─── Material for this exercise ───
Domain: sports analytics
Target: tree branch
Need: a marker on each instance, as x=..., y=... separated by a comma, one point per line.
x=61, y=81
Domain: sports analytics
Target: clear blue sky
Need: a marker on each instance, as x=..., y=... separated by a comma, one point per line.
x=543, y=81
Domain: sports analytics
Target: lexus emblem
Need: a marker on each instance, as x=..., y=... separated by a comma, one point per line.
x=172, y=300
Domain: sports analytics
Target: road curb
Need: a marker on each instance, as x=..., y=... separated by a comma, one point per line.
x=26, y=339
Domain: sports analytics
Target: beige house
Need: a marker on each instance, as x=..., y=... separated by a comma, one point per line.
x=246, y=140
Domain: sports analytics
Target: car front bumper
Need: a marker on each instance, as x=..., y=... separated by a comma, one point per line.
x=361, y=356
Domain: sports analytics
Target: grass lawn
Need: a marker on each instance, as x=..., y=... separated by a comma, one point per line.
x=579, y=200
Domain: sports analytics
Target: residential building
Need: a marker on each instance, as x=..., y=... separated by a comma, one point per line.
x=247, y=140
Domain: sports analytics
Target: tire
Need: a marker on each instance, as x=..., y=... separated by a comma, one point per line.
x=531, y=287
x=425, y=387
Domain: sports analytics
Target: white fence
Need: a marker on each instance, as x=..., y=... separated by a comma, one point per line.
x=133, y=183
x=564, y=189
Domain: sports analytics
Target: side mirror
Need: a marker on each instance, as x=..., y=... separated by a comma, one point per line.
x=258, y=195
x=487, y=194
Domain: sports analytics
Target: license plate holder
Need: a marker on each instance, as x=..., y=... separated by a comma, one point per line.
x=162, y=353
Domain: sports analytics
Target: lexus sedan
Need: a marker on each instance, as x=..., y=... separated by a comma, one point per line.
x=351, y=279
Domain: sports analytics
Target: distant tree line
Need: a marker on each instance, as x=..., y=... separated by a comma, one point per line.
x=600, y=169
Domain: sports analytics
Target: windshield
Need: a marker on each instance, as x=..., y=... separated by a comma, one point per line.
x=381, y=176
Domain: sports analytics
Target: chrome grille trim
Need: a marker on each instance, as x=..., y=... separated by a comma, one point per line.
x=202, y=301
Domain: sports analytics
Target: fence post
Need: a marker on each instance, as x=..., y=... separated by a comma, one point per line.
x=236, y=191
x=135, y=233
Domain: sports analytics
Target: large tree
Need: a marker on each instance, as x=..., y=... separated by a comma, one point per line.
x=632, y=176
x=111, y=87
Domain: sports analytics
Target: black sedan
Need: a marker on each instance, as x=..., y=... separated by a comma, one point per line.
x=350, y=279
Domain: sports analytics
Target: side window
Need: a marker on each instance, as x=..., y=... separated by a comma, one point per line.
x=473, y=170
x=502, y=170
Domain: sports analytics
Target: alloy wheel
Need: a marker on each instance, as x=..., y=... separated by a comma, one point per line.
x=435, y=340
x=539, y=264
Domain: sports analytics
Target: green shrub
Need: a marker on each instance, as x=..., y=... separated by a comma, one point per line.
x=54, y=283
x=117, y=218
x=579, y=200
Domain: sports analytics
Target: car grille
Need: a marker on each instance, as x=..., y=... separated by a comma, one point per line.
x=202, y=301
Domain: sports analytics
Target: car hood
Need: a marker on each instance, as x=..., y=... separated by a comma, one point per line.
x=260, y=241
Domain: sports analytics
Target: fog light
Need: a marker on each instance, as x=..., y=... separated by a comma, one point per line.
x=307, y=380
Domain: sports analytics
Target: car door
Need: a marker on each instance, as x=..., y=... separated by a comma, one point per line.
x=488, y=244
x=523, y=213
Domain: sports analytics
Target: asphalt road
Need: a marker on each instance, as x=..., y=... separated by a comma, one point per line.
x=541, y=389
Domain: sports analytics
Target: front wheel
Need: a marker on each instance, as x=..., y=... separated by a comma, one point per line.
───
What you have to do →
Every line above that holds "front" should be copied out.

Response to the exercise →
Target: car front bumper
Target: front wheel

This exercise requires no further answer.